• [Goals]:
a) In the passage on Thailand's tech sector, what kind of visa was introduced to attract international talent?
b) Render this sentence from the passage on Thailand's tech sector into Spanish: "Thailand has a good internet and electricity infrastructure, and the government is increasingly investing in the tech landscape."
c) Carry the passage on Thailand's tech sector forward from its final sentence.

• [Text extract]:
A founding member of the Association of Southeast Asian Nations (ASEAN) and a major US ally, Thailand is the only country in the region never to have been colonized by Europeans. Its tech sector is currently too fragmented to offer reliable opportunities for software outsourcing, but this is a market to watch. Literacy rates are high and IT education and training are offered at all the top universities.

Thai workers are very familiar with Western culture and business processes, thanks to the country’s openness to foreign investors and tourists. Demand for skilled employees in STEM industries has led to the introduction of a 10-year resident visa to attract international talent. Thailand has a good internet and electricity infrastructure, and the government is increasingly investing in the tech landscape.

Talent Pool & Education

Tech expertise relating to 5G mobile network rollouts, data analytics, blockchain and other digital transformation skills will be in hot demand, according to a survey by the professional recruitment firm Robert Walters. Huawei has supported Thailand in shaping tech talent for years through numerous initiatives and partnerships with both the private and public sector. Bangkok’s True Digital Park, the largest tech and start-up hub in Southeast Asia, opened in 2023, with integrated commercial/residential areas and a 24-hour “lifestyle street.” The park is a critical driver for the development of the startup and innovation ecosystem in Thailand.

• [Data provided]:
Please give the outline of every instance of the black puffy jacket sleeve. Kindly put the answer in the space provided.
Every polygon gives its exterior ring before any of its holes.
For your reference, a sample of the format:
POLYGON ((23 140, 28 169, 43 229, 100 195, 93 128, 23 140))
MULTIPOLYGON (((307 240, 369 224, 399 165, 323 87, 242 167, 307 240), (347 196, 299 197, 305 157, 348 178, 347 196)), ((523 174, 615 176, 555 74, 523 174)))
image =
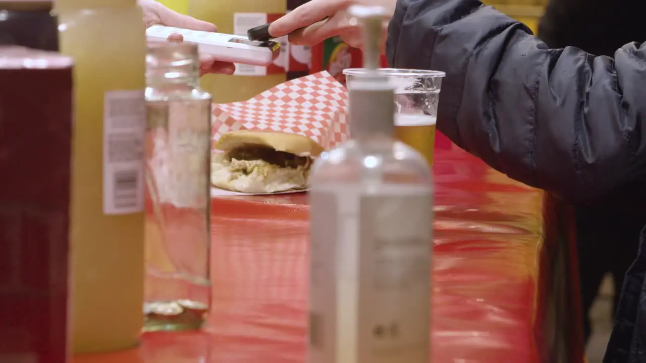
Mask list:
POLYGON ((399 0, 392 67, 442 70, 437 127, 498 171, 573 202, 646 174, 646 45, 550 49, 477 0, 399 0))

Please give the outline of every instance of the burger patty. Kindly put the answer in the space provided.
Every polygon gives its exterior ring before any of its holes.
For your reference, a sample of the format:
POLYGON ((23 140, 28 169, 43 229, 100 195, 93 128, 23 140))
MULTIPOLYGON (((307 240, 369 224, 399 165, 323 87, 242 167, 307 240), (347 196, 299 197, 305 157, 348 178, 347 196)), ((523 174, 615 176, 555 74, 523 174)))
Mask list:
POLYGON ((311 160, 307 156, 298 156, 294 154, 277 151, 273 149, 262 146, 238 147, 229 151, 227 153, 227 156, 229 160, 264 160, 282 168, 307 167, 311 162, 311 160))

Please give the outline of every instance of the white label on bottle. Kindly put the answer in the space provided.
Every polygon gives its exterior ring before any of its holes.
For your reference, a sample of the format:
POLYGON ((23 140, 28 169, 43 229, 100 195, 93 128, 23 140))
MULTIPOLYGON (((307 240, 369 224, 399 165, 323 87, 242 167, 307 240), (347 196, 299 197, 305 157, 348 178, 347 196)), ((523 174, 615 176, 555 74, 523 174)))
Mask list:
POLYGON ((310 200, 309 363, 428 363, 430 191, 310 200))
POLYGON ((145 123, 143 90, 105 93, 103 213, 106 214, 143 210, 145 123))

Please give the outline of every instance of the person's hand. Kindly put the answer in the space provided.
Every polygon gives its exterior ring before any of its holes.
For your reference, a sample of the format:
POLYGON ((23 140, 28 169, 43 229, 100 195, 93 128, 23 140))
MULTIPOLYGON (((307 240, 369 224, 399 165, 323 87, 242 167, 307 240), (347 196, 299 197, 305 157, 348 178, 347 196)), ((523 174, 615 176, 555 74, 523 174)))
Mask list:
MULTIPOLYGON (((203 32, 218 31, 215 25, 210 23, 175 12, 155 0, 140 0, 139 5, 143 10, 143 21, 146 23, 146 28, 152 25, 165 25, 203 32)), ((171 34, 168 40, 181 42, 183 41, 183 37, 181 34, 171 34)), ((207 73, 233 74, 236 70, 233 63, 216 61, 210 56, 200 56, 200 69, 202 74, 207 73)))
MULTIPOLYGON (((360 48, 363 39, 359 25, 351 21, 345 11, 351 5, 382 6, 388 10, 388 19, 395 12, 397 0, 310 0, 269 26, 275 37, 289 34, 289 43, 315 45, 325 39, 340 36, 352 47, 360 48), (329 17, 325 20, 321 20, 329 17)), ((387 31, 388 21, 384 21, 387 31)))

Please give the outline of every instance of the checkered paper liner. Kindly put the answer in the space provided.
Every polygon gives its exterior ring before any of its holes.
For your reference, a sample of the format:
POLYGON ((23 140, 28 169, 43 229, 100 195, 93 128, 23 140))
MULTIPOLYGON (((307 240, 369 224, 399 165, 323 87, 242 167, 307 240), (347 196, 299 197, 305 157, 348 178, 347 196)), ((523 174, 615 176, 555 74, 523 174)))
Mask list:
MULTIPOLYGON (((227 132, 255 130, 299 134, 330 149, 349 136, 347 106, 348 91, 343 85, 326 71, 311 74, 248 101, 214 105, 213 142, 227 132)), ((212 196, 245 194, 211 189, 212 196)))

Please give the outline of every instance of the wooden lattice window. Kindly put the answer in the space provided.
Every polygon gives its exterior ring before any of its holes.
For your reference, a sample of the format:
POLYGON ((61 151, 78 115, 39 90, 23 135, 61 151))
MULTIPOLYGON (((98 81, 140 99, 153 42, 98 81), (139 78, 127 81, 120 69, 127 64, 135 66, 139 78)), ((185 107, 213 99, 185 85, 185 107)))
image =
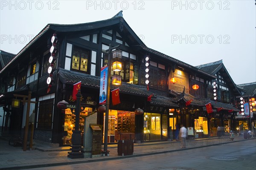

• [Answers provided]:
a) A 10-year resident visa.

b) Tailandia cuenta con una buena infraestructura de internet y electricidad, y el gobierno invierte cada vez más en el panorama tecnológico.

c)
Since 2014, the size of Thailand’s workforce working in science and technology related fields has increased by a fifth to more than two million people. The surge in demand for skilled employees in these industries has led to the introduction of a new long-term resident visa to attract international talent. Thailand’s Board of Investment is also offering incentives, including multi-year tax holidays and training grants, to companies investing in the establishment of education and vocational training institutes specializing in STEM.

Language

The official language is Thai. Few locals are fluent in English outside the international business community. However, companies that aspire to be global players, such as software development firms, recruit for English proficiency. Many students study English as a second language through to university level and communication skills are significantly higher among young people and in urban centers.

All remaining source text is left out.